:: Selected excerpt ::
┌──

Document RAG indexing previously relied mostly on Celery delivery and retry behavior, without a business-level idempotency guard.

In production, the following situations could cause repeated embedding for the same large file:

  • worker / Pod restarts that trigger broker redelivery
  • duplicate enqueue for the same document
  • an old task resuming after a newer indexing attempt has already started

Goals​

  • Only one active indexing generation should be valid for a document at a time
  • Old redelivery / retry tasks must not overwrite newer results
  • Even if Celery re-delivers a task, the business layer should reject it quickly
  • Indexing state should be explicit for debugging and future UI usage

Design​

The protection has three layers.

1. Document indexing state machine​

The knowledge_documents table now stores:

  • index_status: not_indexed | queued | indexing | success | failed
  • index_generation

index_generation is the key field. Every valid new indexing attempt gets a new generation. Any older task becomes stale automatically.

not_indexed is the explicit initial state. It separates "never indexed yet" from a real execution failure instead of overloading both into failed.

2. Business dedupe before enqueue​

Before sending a Celery task, the orchestrator updates database state first:

  • if the document is already queued / indexing, duplicate enqueue is skipped
  • if queued / indexing has been stuck too long, a new request can take over with a new generation
  • if the document is already success, normal retry requests are skipped
  • only flows that explicitly need a new attempt create a new generation

Current policy:

  • new document: create a new generation
  • retry for failed document: create a new generation
  • content update / web refresh: replace the active generation so old tasks become stale
  • long-lived queued / indexing: allow takeover after stale detection based on updated_at

Current default thresholds:

  • queued older than 10 minutes can be replaced by a new generation
  • indexing older than 45 minutes can be replaced by a new generation

3. Final guard before worker execution​

Before calling the embedding model, the Celery worker:

  1. acquires a Redis distributed lock based on document_id
  2. validates the current index_generation and index_status in the database

The task only executes when:

  • the task generation matches the current database generation
  • the current status is still queued or indexing

Otherwise it returns skipped and does not call the embedding model again.

└──

:: Set task 1 ::
Return every line of the listing that contains the word "black".

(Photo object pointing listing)

┌──

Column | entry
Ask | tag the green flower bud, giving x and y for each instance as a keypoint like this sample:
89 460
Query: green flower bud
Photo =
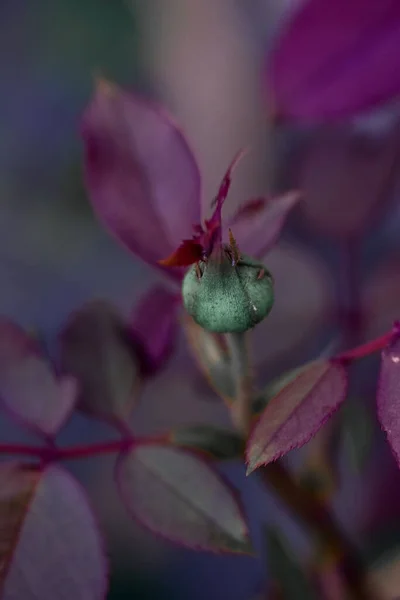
224 297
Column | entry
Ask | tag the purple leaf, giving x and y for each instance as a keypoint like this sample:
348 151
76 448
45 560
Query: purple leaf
297 412
51 547
181 497
211 355
388 397
335 59
381 297
154 327
347 178
217 443
258 223
95 348
142 178
29 389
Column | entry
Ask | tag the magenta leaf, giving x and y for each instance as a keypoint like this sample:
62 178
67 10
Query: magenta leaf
179 496
335 59
347 178
51 547
388 397
95 348
297 412
258 223
29 390
154 327
217 443
142 178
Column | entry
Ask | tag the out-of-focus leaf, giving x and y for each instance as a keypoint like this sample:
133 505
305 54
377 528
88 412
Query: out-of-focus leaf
382 557
258 223
319 470
178 495
50 545
347 178
303 303
334 59
142 178
212 357
297 412
356 432
95 348
218 443
284 569
381 298
29 389
388 397
154 327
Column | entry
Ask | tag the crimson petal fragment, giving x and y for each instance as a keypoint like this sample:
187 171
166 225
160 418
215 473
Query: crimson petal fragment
154 327
96 349
335 59
297 412
258 223
51 547
142 178
179 496
29 389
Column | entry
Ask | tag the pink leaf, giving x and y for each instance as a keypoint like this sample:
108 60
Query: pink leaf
154 326
51 547
29 389
347 178
95 348
335 59
388 397
142 178
178 495
258 223
297 412
186 254
381 297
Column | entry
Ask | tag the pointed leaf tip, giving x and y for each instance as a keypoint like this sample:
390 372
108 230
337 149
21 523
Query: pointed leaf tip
297 412
95 349
51 546
142 178
259 221
188 253
154 328
181 497
388 398
29 389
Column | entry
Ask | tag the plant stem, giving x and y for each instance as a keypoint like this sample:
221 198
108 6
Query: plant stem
348 296
241 412
302 504
320 520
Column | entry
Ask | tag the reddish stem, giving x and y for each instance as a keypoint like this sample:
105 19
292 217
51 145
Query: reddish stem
78 451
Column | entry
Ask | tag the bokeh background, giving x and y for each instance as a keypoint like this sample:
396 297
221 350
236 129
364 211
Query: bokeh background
204 60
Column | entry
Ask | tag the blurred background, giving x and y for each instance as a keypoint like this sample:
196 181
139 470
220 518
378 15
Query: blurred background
204 60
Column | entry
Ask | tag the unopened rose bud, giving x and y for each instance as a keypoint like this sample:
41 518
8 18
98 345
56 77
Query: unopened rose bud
225 296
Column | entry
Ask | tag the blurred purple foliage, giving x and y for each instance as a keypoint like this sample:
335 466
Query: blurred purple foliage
100 332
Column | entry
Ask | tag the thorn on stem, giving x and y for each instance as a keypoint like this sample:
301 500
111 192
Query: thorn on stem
234 249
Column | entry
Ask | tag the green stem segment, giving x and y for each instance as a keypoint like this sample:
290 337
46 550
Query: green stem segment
241 412
303 505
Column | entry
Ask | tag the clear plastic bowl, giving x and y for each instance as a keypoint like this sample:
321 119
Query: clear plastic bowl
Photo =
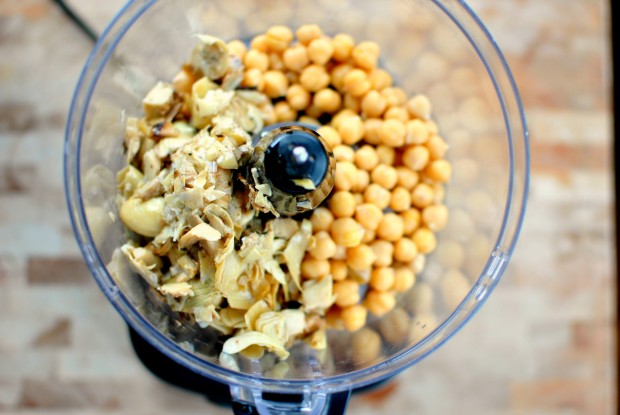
439 48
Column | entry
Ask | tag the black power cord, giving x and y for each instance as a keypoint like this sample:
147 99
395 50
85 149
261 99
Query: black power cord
77 20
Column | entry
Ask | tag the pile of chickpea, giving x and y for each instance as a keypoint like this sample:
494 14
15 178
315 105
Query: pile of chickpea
372 233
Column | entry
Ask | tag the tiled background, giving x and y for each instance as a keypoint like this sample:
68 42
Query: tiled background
543 344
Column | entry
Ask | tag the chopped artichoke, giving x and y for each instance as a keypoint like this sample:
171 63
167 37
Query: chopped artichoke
201 232
210 56
143 262
159 100
176 289
237 343
317 295
206 315
145 218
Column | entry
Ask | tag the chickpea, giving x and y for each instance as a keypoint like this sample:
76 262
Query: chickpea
321 219
314 268
417 132
432 127
338 74
284 112
365 347
296 58
297 97
278 38
342 204
373 104
342 115
330 135
416 157
437 147
313 111
293 77
407 178
395 97
392 133
307 33
253 78
391 227
365 55
324 246
351 130
347 292
346 175
384 176
276 84
377 195
332 318
327 100
366 158
356 83
417 265
260 43
347 232
343 47
256 59
387 155
425 240
419 107
320 51
422 195
360 258
352 103
411 220
237 48
435 217
379 303
384 253
363 180
439 171
404 278
276 63
372 126
314 78
380 79
369 236
354 317
339 269
382 278
368 215
405 250
395 327
400 199
341 253
344 153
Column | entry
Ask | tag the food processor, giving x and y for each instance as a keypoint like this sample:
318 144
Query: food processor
436 47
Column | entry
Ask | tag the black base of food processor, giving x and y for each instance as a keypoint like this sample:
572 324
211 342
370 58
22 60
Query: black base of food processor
175 374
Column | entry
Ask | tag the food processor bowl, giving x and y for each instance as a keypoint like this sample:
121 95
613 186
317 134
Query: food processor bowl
435 47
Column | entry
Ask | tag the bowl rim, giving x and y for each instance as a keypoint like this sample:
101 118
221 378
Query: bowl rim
516 127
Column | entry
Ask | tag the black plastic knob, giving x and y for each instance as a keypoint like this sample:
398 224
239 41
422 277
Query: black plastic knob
295 157
297 165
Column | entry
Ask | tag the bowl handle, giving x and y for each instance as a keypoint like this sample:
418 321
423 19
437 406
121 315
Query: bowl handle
247 401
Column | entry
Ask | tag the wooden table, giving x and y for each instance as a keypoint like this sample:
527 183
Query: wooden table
542 344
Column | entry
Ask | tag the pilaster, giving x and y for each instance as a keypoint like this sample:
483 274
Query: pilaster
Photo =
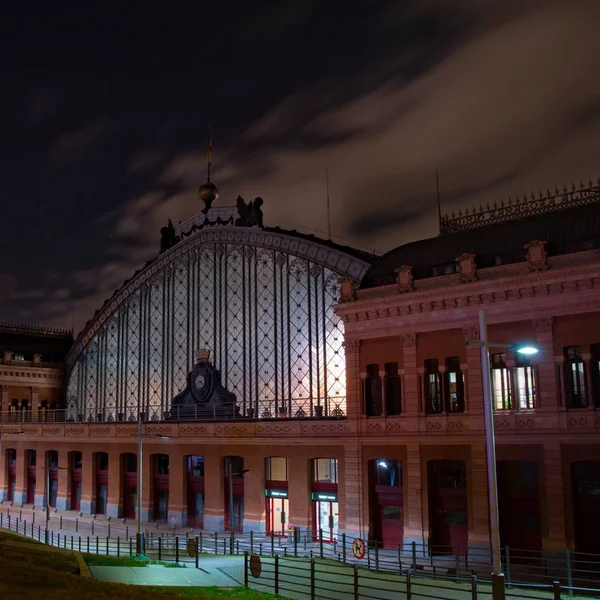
254 493
411 377
214 491
548 392
354 522
413 514
354 401
555 537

└──

:: Set task 2 ::
Answer these questions from the document indexing write-up:
(a) Which values can index_status take?
(b) After how many minutes can a document in the indexing state be replaced by a new generation?
(c) What does the Celery worker acquire before it validates index_generation and index_status?

:: Exercise solution 1 ::
Ask | tag the black power cord, giving x and y for each instance as a keypoint like this sample:
Query: black power cord
Ask | tag the black base of food processor, giving x and y for each instance as a keypoint like this sample:
Query: black base of food processor
Ask | tag the black plastic knob, giving x and y for each instance as a keypoint like this sample:
Query: black plastic knob

:: Exercise solution 2 ::
(a) not_indexed, queued, indexing, success, and failed.
(b) 45 minutes.
(c) A Redis distributed lock based on document_id.